**Set exercise**
Echo the listing below line for line, with every character unchanged.

(Region outline entries)
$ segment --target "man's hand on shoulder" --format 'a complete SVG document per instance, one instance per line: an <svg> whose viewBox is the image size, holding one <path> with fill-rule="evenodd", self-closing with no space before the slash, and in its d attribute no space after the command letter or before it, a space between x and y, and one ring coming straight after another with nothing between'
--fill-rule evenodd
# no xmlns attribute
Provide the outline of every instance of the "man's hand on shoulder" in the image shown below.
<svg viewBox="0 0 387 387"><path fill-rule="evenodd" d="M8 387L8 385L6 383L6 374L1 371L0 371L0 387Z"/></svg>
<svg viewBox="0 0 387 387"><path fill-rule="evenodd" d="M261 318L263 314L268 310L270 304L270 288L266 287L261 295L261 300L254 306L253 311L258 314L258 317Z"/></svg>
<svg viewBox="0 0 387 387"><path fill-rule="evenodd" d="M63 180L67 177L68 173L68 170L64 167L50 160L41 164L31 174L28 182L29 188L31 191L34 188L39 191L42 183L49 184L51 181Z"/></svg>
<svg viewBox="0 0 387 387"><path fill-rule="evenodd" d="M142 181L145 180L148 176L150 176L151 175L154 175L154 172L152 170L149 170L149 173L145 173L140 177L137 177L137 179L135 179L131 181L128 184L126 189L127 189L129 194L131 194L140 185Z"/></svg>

**The response**
$ segment --target "man's hand on shoulder" --format 'a complete SVG document per instance, one instance per line: an <svg> whose viewBox is the image size, holding one <path> with fill-rule="evenodd", self-closing with no space before the slash, and in its d attribute no space after the command letter or before it, a space between x and y, and one ring coming straight after another with nothing between'
--fill-rule evenodd
# no xmlns attribute
Provide the outline of every instance of the "man's hand on shoulder" in the image shown below.
<svg viewBox="0 0 387 387"><path fill-rule="evenodd" d="M8 387L8 385L6 383L6 374L1 371L0 371L0 387Z"/></svg>
<svg viewBox="0 0 387 387"><path fill-rule="evenodd" d="M261 318L263 314L268 310L270 304L270 288L266 287L261 295L261 300L254 306L253 311L258 314L258 317Z"/></svg>
<svg viewBox="0 0 387 387"><path fill-rule="evenodd" d="M63 180L67 177L68 173L68 170L64 167L50 160L41 164L31 174L28 182L29 188L31 191L34 188L39 191L42 183L49 184L51 181Z"/></svg>
<svg viewBox="0 0 387 387"><path fill-rule="evenodd" d="M142 181L145 180L148 176L150 176L151 175L154 175L154 172L152 170L149 170L149 173L145 173L140 177L137 177L137 179L135 179L131 181L128 184L126 189L127 189L129 194L131 194L140 185Z"/></svg>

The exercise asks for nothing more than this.